● **TO DO**
1. In the forum post about 1911 pistols, which of the writer's four 1911s is the favorite?
2. Continue the forum post about 1911 pistols from its final sentence.

● **EXCERPT TO READ**
╔══
Could be. I wish I could help you out on that one, I have never handled or examined either one. I have four 1911's a Colt, Kimber Super Carry Pro, Kimber RCP II and a Detonics Combat Master, my favorite being the Detonics. Not one of them has ever given me any problems. Judging by the photo's I'd go for the S&W PC over the others if only because it is a cool looking gun from a reputable manufacturer. I don't see how you could go wrong. Hopefully for you all 3 are available and you will be able to handle and closely examine each one and then make a decision. I have seen and handled custom 1911's Ed Brown, Les Bear etc. I know I'm going to take some flak for this but I just can't see shelling out all that extra money for those guns when there are plenty of other 1911's out there on the market for a lot less money that will suit my purposes and be just as reliable. What you are paying for and I understand why they cost more is because each one of them are basically hand fitted.
╚══
● **RECORDS SHOWN**
╔══
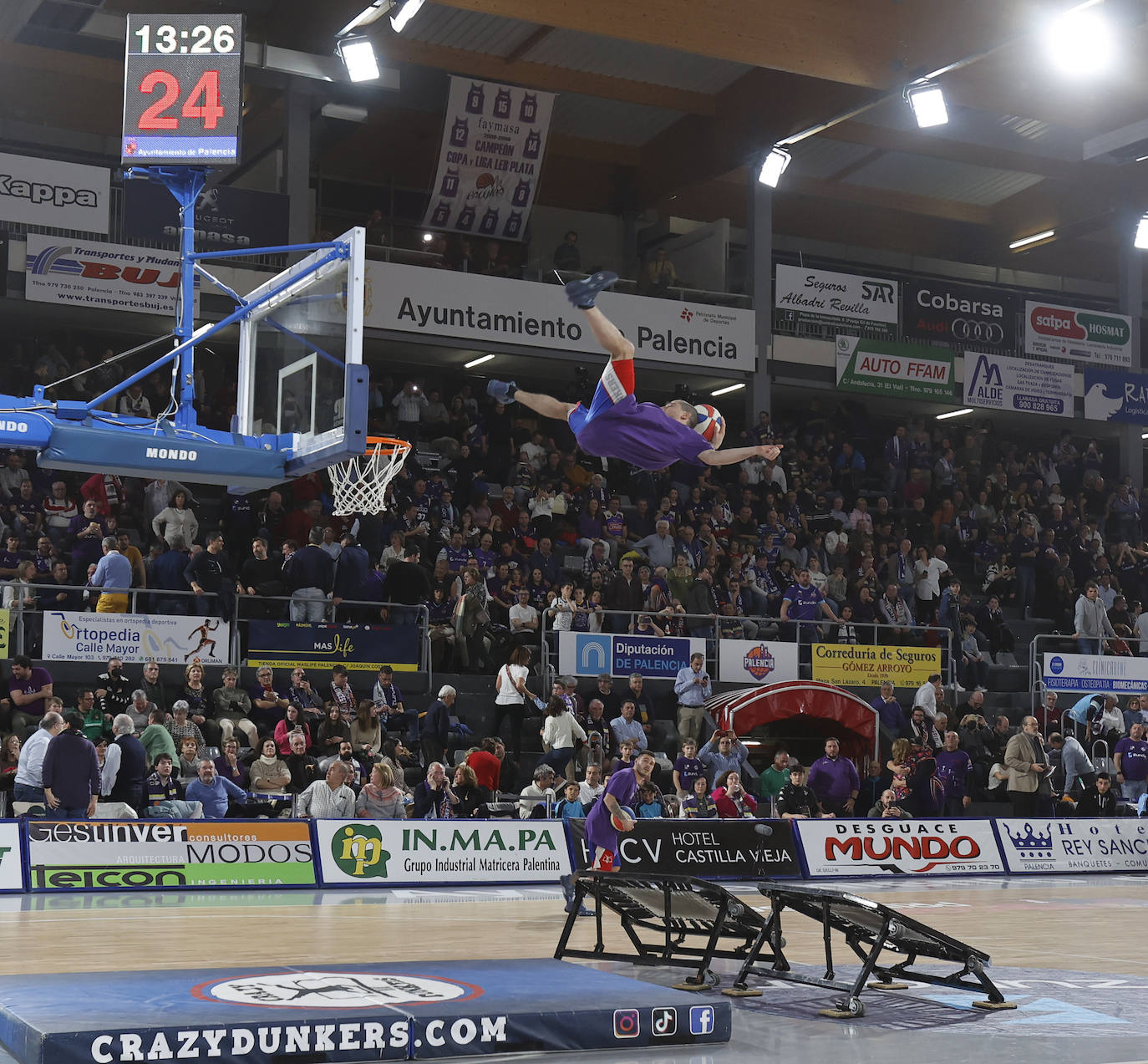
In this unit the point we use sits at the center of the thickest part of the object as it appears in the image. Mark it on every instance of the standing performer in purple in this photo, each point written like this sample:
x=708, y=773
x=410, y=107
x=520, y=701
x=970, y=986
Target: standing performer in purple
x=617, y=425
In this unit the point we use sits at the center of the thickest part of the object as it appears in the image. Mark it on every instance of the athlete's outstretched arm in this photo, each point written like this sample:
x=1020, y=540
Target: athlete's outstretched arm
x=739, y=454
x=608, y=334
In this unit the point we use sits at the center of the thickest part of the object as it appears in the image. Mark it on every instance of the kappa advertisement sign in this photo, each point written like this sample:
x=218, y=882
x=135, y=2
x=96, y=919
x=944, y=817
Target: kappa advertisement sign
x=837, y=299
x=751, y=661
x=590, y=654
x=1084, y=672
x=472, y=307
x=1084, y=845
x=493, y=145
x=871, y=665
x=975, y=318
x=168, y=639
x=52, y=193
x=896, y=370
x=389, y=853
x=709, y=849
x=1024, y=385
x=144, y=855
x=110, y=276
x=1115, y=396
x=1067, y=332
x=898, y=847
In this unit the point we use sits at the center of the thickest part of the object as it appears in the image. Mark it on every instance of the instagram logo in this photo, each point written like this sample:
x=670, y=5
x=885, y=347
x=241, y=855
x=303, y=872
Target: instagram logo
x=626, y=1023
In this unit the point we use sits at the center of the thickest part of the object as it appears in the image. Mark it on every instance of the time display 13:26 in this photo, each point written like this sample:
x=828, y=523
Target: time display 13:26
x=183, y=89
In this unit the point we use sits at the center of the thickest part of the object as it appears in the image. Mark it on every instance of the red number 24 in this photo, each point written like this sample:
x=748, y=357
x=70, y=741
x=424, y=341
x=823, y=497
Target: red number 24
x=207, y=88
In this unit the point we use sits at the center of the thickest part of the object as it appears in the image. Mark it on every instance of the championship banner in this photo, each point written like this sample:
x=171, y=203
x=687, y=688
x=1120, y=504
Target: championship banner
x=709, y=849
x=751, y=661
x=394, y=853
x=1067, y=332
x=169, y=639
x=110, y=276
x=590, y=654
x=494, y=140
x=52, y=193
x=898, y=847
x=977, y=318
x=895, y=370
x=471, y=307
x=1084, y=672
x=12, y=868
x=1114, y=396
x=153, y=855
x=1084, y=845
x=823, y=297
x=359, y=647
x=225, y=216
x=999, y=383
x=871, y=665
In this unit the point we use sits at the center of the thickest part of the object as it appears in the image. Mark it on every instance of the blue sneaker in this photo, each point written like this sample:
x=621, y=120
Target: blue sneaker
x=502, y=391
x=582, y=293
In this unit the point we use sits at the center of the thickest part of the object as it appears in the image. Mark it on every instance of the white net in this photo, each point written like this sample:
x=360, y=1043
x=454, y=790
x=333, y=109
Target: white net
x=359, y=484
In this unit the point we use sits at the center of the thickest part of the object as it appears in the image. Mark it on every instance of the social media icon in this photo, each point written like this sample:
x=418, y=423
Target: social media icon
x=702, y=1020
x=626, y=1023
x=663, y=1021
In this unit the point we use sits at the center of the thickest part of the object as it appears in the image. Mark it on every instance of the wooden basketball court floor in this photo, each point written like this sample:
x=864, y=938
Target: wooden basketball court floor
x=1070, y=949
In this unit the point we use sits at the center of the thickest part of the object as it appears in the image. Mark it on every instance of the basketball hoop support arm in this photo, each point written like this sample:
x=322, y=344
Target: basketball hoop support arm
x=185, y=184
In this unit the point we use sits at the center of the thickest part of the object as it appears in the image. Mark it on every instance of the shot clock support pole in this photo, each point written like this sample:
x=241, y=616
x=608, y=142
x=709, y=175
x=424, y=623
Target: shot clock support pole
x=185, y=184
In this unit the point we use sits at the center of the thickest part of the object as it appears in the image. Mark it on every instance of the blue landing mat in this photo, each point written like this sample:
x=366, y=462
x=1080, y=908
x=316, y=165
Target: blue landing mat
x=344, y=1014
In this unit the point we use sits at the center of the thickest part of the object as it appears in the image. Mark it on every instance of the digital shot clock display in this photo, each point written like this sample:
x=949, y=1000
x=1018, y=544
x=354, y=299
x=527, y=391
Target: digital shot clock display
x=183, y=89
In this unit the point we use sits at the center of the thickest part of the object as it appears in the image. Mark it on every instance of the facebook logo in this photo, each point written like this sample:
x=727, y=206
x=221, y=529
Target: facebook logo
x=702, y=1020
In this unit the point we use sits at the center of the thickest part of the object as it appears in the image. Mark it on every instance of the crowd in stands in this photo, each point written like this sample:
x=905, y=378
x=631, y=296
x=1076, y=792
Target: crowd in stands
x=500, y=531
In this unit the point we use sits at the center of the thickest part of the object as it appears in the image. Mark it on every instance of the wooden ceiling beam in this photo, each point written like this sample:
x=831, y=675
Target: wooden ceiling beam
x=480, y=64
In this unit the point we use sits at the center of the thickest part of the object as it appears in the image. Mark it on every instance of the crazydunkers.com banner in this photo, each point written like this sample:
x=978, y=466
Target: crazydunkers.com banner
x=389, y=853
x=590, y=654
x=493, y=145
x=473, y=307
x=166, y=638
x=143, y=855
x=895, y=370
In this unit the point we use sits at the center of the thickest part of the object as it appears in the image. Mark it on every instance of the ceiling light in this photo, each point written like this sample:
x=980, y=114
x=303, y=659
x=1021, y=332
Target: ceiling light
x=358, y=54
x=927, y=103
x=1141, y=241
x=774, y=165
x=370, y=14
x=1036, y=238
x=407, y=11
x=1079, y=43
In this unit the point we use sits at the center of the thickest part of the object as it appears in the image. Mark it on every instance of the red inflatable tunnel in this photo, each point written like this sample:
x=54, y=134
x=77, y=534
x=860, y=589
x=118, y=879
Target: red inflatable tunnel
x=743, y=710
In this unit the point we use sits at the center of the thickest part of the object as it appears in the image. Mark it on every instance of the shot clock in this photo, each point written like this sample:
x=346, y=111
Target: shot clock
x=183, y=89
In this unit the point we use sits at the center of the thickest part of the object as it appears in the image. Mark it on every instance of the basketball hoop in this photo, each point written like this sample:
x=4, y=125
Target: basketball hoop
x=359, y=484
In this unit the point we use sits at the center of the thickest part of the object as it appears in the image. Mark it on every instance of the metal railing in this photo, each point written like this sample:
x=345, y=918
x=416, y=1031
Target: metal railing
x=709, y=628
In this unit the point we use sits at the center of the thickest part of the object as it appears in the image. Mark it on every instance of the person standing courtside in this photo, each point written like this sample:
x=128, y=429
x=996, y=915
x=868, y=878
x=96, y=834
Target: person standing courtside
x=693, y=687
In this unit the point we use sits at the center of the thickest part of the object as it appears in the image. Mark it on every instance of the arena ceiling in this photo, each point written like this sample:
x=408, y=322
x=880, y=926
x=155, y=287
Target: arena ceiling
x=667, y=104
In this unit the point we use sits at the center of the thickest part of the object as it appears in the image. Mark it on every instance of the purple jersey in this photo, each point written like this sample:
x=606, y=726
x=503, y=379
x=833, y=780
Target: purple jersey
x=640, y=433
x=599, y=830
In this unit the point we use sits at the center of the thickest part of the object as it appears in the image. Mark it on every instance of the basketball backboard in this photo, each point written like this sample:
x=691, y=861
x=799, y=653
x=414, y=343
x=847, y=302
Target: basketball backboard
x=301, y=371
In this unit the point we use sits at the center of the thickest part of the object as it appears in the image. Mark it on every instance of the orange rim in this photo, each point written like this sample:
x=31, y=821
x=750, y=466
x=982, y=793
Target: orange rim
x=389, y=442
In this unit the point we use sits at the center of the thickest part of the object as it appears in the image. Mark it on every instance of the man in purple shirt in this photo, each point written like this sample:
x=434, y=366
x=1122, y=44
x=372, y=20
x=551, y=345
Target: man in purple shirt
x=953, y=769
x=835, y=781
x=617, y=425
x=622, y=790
╚══
● **RESPONSES FOR EACH TASK**
1. The Detonics Combat Master.

2.
----------



## shootbrownelk (May 18, 2014)

Buy the S&W P.C. and don't look back.


----------



## BackyardCowboy (Aug 27, 2014)

paratrooper said:


> Minds are way over-rated.
> 
> Once it's lost, it's not really that big of a deal. :watching:


Remember, you can't lose what you never had.


----------



## SailDesign (Jul 17, 2014)

Buy 'em both. Then you don't have to stress about it any more. it's a mental health issue.


----------



## shakinghorizons (Apr 20, 2012)

SailDesign said:


> Buy 'em both. Then you don't have to stress about it any more. it's a mental health issue.





shakinghorizons said:


> I have been racking my brain this weekend on which (*cannot afford both*) firearm to purchase!


Just in case you missed the first sentence of the first post.


----------



## SailDesign (Jul 17, 2014)

shakinghorizons said:


> Just in case you missed the first sentence of the first post.


I know, I know - but if you use it as a write-off for health reasons... There is a lot of stress in this thread - just trying to ease the pain.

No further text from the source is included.